The HDF5 file can be accessed directly like a NumPy array, without having to be loaded entirely into memory. The interface provides random access, which means a classifier will be able to load any arbitrary image by itself, without loading everything at once. The shape of the images are determined by checking the first image loaded, since each of the chips has been scaled to the median size.

Training classifiers

To facilitate the creation of classifiers for different faces, I created a program to train a model using a name and a labeled dataset. The meat of this program is in the train_classifier function:

def train_classifier(
    ppc=(16, 16),
    cpb=(1, 1),
    kernels=["linear", "rbf"],
    C=np.arange(1, 10.5, 0.5),
    max_depth=np.arange(10, 100, 10),
    criterion=["entropy", "gini"],
    """ Train and return classifier

      name (str): String name of positive example
      dataset (Path): Path to all labeled dataset
      output_dir (Path): Path to output model to
      model (str): Model type to create
      n_jobs (int, optional): Number of processes, defaults to 1
      cv (int, optional): Number of cross-validation folds, defaults to 3
      orientations (int, optional):
        Number of orientations to compute feature histograms for, defaults to 8
      ppc (tuple, optional): Pixel per cell, defaults to (16, 16)
      cpb (tuple, optional): Cells per block, defaults to (1, 1)
      kernels (list, optional): Kernels for training an SVM, defaults to [linear, rbf]
      C (list, optional):
        List of regularization parameter values for training an SVM, defaults to np.arange(1, 10.5, 0.5)

════════════════

Task requirements »
A) In the classifier training text, list every parameter that the docstring marks as optional.
B) Reproduce the passage of the classifier training text that begins at the words "cpb (tuple, optional): Cells" and stops after "to np.arange(1, 10.5, 0.5)".
The material that comes next has no connection to the classifier training text.

Point localization data:
════════════════

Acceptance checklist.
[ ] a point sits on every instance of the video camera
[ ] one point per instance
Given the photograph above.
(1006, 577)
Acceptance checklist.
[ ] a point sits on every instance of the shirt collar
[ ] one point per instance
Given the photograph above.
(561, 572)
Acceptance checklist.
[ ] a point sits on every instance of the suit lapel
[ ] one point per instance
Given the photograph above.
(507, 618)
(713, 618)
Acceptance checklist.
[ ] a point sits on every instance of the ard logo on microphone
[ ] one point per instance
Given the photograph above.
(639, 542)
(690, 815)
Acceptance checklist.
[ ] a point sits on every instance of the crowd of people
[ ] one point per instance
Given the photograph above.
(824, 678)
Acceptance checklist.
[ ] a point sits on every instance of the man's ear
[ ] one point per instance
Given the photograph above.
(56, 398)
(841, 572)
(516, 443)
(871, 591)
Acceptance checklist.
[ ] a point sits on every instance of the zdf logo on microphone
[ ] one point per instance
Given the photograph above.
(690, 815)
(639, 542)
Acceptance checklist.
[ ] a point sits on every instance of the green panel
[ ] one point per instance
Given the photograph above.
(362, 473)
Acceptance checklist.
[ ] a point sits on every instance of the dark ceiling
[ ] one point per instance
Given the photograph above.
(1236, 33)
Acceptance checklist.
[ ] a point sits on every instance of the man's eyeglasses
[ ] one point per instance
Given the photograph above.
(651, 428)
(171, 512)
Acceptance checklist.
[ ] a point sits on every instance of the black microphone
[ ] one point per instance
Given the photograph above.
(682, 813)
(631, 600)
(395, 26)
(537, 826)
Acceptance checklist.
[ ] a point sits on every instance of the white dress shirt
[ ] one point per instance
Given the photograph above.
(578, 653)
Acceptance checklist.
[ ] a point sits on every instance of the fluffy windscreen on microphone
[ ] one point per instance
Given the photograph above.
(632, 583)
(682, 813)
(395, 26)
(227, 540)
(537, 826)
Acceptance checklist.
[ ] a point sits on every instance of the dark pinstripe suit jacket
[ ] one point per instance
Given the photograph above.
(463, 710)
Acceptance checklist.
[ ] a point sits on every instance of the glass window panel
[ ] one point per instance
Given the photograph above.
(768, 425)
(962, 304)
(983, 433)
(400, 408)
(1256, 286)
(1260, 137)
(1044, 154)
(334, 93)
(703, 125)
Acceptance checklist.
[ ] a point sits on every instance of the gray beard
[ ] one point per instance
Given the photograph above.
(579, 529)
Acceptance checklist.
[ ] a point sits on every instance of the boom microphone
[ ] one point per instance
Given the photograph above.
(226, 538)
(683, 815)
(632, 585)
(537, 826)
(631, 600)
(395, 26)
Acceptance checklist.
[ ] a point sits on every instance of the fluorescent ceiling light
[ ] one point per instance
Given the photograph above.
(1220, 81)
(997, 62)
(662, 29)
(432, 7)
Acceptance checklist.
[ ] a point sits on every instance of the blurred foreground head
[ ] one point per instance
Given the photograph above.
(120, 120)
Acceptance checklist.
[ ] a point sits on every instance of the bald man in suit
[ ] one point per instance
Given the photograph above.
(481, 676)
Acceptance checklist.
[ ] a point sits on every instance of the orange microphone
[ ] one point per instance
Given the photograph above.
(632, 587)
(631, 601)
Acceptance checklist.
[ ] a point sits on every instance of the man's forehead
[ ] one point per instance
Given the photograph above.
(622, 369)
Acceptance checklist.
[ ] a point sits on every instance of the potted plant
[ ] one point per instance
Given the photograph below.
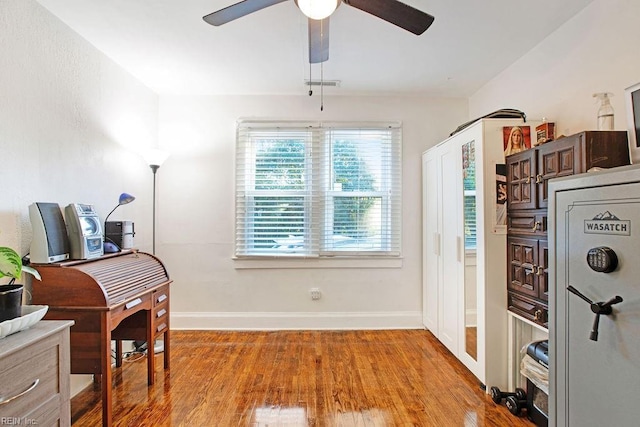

════════════════

Solutions »
A) n_jobs, cv, orientations, ppc, cpb, kernels, C

B)
cpb (tuple, optional): Cells per block, defaults to (1, 1)
      kernels (list, optional): Kernels for training an SVM, defaults to [linear, rbf]
      C (list, optional):
        List of regularization parameter values for training an SVM, defaults to np.arange(1, 10.5, 0.5)